DATASET
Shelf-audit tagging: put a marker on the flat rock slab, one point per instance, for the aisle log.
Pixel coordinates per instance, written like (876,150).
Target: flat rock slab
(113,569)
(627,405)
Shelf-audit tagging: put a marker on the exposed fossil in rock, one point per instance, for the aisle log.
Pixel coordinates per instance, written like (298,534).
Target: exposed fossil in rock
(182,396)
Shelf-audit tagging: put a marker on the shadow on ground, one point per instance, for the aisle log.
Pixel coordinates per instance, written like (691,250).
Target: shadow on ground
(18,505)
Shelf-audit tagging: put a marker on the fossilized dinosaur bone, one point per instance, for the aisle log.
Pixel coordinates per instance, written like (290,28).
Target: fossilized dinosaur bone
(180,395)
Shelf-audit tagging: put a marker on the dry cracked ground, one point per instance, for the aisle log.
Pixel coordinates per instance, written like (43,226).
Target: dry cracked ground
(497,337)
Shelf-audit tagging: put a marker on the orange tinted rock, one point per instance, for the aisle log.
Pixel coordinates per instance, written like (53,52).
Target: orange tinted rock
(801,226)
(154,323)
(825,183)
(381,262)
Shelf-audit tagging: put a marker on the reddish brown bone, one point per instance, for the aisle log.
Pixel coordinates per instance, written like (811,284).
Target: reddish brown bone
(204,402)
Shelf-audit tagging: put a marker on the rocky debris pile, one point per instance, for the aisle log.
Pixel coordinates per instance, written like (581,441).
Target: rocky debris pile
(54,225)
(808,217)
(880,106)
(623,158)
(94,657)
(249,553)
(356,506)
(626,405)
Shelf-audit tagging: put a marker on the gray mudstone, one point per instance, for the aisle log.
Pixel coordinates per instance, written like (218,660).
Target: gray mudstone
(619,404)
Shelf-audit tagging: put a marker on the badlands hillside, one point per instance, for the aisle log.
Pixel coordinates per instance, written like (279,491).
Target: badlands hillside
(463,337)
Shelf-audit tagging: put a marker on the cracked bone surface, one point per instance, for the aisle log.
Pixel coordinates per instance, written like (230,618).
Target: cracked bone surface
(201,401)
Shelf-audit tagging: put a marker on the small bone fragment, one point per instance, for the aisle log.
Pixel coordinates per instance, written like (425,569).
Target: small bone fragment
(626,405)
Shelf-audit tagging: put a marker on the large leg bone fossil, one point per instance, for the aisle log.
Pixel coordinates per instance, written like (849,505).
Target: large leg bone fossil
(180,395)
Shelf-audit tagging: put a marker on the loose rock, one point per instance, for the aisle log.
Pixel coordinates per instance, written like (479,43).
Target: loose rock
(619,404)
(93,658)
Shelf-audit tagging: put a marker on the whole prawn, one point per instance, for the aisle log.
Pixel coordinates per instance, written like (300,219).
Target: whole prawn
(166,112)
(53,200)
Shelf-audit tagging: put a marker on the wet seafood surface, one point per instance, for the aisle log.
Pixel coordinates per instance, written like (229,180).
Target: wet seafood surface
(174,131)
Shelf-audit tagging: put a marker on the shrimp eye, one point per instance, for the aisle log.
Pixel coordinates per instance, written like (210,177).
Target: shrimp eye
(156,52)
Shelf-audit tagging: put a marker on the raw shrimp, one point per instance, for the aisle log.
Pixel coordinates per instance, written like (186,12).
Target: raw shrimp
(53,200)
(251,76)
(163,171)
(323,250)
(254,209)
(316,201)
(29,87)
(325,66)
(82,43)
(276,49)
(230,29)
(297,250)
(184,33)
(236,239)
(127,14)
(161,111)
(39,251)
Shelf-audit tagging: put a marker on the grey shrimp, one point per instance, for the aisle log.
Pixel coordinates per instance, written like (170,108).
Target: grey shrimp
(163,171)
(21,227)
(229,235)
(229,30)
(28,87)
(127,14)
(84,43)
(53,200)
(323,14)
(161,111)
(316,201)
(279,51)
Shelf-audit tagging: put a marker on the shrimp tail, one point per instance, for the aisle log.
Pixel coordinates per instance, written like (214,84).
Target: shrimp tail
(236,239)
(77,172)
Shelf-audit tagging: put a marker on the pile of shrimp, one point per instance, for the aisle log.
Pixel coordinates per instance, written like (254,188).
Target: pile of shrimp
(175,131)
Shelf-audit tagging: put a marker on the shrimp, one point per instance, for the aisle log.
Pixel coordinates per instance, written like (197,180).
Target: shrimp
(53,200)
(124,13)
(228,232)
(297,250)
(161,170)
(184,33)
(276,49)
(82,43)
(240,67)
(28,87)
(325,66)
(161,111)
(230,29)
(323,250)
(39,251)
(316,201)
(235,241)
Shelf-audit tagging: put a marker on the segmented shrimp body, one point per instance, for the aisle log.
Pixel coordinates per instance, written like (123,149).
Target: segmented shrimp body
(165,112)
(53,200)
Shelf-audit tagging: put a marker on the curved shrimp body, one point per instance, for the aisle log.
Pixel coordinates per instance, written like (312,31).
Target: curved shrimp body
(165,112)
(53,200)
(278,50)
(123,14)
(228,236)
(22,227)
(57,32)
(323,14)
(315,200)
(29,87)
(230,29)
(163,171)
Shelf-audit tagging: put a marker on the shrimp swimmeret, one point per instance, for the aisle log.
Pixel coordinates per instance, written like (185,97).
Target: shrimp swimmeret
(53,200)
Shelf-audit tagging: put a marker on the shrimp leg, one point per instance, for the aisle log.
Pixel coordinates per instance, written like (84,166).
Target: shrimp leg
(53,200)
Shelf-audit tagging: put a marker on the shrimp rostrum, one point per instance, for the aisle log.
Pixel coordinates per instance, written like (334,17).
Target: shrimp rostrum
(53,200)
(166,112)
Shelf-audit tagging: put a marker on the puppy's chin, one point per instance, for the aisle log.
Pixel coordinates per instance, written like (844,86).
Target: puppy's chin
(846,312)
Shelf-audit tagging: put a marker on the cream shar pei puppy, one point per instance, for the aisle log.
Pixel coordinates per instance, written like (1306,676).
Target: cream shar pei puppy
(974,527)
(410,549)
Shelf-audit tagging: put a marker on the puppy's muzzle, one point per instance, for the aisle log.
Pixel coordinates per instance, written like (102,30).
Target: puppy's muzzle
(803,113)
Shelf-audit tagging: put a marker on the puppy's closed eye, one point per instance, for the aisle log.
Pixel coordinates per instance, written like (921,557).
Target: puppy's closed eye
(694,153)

YOUR OBJECTIVE
The reply should hold only the lines from the beginning of the listing above through the line with "Shelf-audit tagging: put a marker on the shadow", each one written exactly as it appears.

EXERCISE RESULT
Shelf-audit tagging: put a marker on the flat rock slab, one point per instance, for the aisle log.
Pixel coordinates per instance, written like (876,150).
Target: flat rock slab
(113,569)
(627,405)
Shelf-audit tagging: put a marker on the exposed fossil in rock, one point per instance, for the aisle log.
Pixel coordinates per instance, written like (298,534).
Target: exposed fossil in rock
(182,396)
Shelf-audit tagging: put a marker on the shadow on ground, one point per instance, for the aisle log.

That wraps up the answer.